> EXERCISE DETAILS
In the records below, change every "marker" to "point" and write the lines out again with nothing else altered.

Point labeling dataset excerpts
^^^^

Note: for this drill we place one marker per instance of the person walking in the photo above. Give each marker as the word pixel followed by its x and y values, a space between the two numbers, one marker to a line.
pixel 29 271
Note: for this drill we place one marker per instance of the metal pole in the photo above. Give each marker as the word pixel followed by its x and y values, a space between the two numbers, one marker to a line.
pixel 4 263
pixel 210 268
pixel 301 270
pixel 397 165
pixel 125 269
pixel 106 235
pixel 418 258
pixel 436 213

^^^^

> COMPLETE ANSWER
Note: for this drill we place one point per instance of the person walking in the photo above. Give each point as the word pixel followed by its x and y values, a space between the two numbers, one point to a line.
pixel 29 271
Note: for this drill we place one point per instance of the metal pole in the photo above. Give each point as the word pixel followed by its x and y values, a space between the two numbers, one point to a line.
pixel 4 263
pixel 210 268
pixel 301 270
pixel 397 165
pixel 125 269
pixel 106 235
pixel 418 258
pixel 436 213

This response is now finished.